» Work to be completed
Pictures must not appear in the copy. Reproduce exactly, and only, the lines from the one with "Pull out each white" through the end of the data below.

[Records shown]

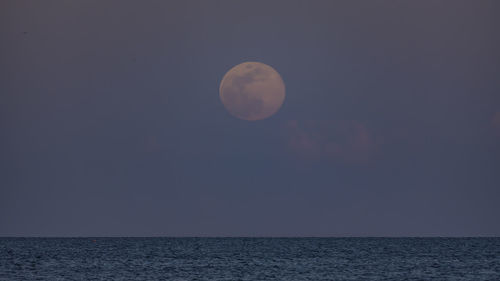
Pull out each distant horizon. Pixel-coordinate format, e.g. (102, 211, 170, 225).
(2, 236, 499, 239)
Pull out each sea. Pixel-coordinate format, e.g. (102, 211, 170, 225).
(1, 238, 499, 280)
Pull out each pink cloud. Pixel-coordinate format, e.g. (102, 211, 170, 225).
(286, 120, 379, 164)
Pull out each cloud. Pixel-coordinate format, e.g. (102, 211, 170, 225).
(286, 120, 379, 164)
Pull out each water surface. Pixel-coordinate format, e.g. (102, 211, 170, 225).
(1, 238, 499, 280)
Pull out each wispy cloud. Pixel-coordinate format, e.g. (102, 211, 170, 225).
(286, 120, 380, 164)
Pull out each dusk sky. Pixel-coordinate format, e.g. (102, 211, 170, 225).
(1, 1, 499, 236)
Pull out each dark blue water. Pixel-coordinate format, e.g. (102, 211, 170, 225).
(1, 238, 499, 280)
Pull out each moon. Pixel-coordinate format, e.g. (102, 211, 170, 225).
(219, 62, 285, 121)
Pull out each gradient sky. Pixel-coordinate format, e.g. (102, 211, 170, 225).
(1, 1, 499, 236)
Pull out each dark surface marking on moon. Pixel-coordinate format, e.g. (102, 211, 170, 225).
(222, 66, 270, 119)
(230, 66, 266, 92)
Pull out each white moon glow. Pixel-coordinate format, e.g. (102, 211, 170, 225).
(219, 62, 285, 121)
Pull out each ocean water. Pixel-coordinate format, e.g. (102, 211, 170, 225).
(1, 238, 499, 280)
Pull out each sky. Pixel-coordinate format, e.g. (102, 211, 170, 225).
(1, 1, 499, 237)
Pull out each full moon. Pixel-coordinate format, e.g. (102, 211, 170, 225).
(219, 62, 285, 121)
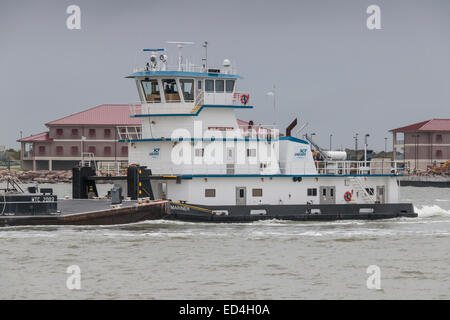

[/Records shown]

» Response
Pull out each white moon glow. Pixel-coordinate format, e.g. (102, 211, 170, 225).
(219, 62, 285, 121)
Pull out each ocean water. Pixel-coordinate format, e.g. (102, 211, 170, 225).
(1, 238, 499, 280)
Pull out each sky. Pixel-coordinate format, e.g. (102, 211, 170, 225).
(1, 1, 499, 237)
Pull out each full moon. Pixel-coordinate format, e.g. (102, 211, 170, 225).
(219, 62, 285, 121)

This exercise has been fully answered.